Dataset rows on where objects appear:
◆ ◆ ◆ ◆ ◆ ◆ ◆

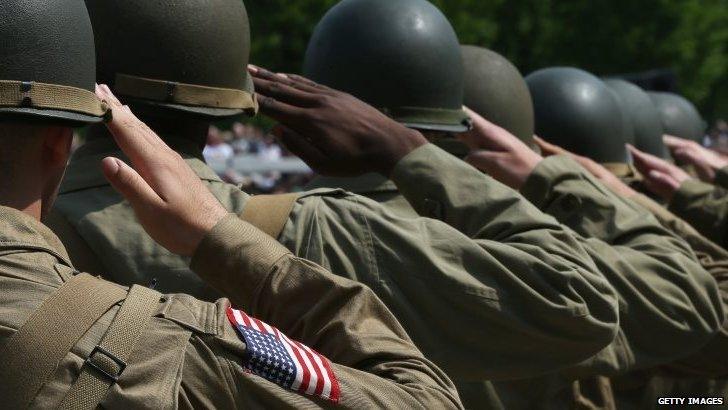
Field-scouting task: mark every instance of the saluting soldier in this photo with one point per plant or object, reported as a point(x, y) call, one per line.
point(586, 109)
point(70, 340)
point(626, 243)
point(522, 292)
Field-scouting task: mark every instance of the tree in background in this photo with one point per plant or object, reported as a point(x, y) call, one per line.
point(605, 37)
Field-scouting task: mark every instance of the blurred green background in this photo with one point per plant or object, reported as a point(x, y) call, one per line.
point(605, 37)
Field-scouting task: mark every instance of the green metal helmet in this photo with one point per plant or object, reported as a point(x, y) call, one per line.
point(496, 90)
point(47, 68)
point(578, 112)
point(643, 116)
point(188, 58)
point(679, 116)
point(402, 57)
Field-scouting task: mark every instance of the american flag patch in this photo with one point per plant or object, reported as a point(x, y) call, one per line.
point(287, 363)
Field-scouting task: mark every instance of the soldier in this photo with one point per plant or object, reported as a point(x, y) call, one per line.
point(709, 165)
point(70, 340)
point(642, 116)
point(465, 189)
point(702, 205)
point(516, 277)
point(711, 259)
point(679, 116)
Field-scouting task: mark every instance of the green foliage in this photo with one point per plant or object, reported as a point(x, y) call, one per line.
point(601, 36)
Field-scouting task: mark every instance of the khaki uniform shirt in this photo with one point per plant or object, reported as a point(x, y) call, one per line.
point(705, 207)
point(189, 356)
point(650, 281)
point(702, 374)
point(721, 178)
point(516, 295)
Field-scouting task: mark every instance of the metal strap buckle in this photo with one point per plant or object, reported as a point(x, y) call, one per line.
point(99, 368)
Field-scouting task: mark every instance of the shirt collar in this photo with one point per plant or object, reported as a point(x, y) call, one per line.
point(365, 184)
point(84, 170)
point(18, 229)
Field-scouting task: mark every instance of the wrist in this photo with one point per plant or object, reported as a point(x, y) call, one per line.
point(407, 140)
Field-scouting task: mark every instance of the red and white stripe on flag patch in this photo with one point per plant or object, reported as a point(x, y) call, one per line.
point(285, 362)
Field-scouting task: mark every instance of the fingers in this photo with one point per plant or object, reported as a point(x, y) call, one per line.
point(548, 149)
point(132, 136)
point(303, 80)
point(277, 110)
point(483, 160)
point(486, 135)
point(291, 80)
point(300, 146)
point(130, 184)
point(661, 184)
point(685, 154)
point(646, 162)
point(284, 93)
point(674, 142)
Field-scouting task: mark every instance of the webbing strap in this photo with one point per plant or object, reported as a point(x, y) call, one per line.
point(185, 94)
point(269, 213)
point(109, 359)
point(50, 96)
point(620, 169)
point(29, 358)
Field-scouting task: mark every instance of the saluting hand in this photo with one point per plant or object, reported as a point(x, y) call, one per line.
point(498, 153)
point(705, 161)
point(333, 132)
point(169, 200)
point(660, 177)
point(594, 168)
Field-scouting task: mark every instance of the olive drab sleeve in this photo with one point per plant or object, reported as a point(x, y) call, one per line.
point(721, 178)
point(709, 361)
point(623, 265)
point(521, 298)
point(374, 360)
point(705, 207)
point(657, 276)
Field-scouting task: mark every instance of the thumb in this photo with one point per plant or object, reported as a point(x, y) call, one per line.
point(662, 184)
point(482, 160)
point(130, 184)
point(548, 149)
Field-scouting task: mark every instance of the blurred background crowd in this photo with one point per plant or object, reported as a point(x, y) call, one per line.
point(678, 46)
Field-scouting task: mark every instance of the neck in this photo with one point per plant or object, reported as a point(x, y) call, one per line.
point(24, 201)
point(167, 129)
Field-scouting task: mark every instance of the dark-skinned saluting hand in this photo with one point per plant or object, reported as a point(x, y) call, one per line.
point(333, 132)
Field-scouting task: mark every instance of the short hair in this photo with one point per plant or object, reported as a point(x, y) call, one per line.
point(15, 139)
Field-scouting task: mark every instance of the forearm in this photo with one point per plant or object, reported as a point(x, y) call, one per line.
point(433, 277)
point(655, 274)
point(721, 178)
point(531, 247)
point(347, 323)
point(705, 207)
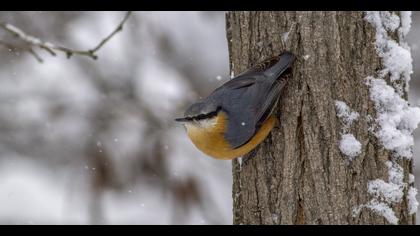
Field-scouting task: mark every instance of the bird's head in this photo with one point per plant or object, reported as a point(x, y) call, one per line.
point(200, 111)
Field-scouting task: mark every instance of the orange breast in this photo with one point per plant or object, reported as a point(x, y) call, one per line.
point(210, 138)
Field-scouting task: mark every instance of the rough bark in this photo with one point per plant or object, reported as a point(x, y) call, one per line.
point(298, 174)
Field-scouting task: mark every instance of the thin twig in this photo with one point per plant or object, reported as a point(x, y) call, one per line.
point(52, 48)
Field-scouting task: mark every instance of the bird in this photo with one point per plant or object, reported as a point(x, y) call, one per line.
point(238, 115)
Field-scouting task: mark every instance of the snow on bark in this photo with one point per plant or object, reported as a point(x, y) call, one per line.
point(396, 57)
point(396, 120)
point(412, 201)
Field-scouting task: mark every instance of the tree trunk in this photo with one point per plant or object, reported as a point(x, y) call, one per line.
point(298, 174)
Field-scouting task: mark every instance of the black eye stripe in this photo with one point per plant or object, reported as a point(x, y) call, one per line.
point(205, 116)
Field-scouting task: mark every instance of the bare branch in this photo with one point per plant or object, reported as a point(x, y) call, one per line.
point(51, 48)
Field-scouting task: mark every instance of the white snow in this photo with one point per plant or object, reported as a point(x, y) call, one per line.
point(412, 201)
point(350, 146)
point(410, 178)
point(396, 57)
point(285, 36)
point(396, 119)
point(344, 112)
point(405, 22)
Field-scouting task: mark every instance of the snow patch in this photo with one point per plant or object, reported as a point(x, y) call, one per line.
point(396, 119)
point(285, 36)
point(396, 57)
point(412, 201)
point(411, 178)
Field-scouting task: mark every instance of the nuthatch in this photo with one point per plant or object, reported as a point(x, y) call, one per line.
point(237, 116)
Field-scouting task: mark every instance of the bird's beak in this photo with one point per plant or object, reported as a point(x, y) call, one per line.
point(183, 119)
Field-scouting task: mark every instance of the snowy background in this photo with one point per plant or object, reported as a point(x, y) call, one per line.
point(86, 141)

◆ ◆ ◆ ◆ ◆ ◆ ◆

• _Task requirements_
Reproduce everything in the material from the line containing "Field-scouting task: mark every instance of the saluting hand" down to the line containing "point(657, 276)", both lines included, with each point coordinate rescaled by 1.05 and rounded to a whole number, halves rounding up. Copy the request lines among them unchanged.

• _Solved problem_
Field-scouting task: mark every instance of the saluting hand in this photo with one point per plant or object, reported as a point(x, y) call, one per line.
point(523, 161)
point(740, 169)
point(350, 139)
point(177, 210)
point(693, 186)
point(624, 176)
Field-scouting task: mark every instance of the olive drab sleeve in this photo with one point per plant or object, reported as a point(x, y) call, one per line.
point(757, 187)
point(744, 379)
point(654, 278)
point(547, 313)
point(393, 378)
point(740, 217)
point(690, 290)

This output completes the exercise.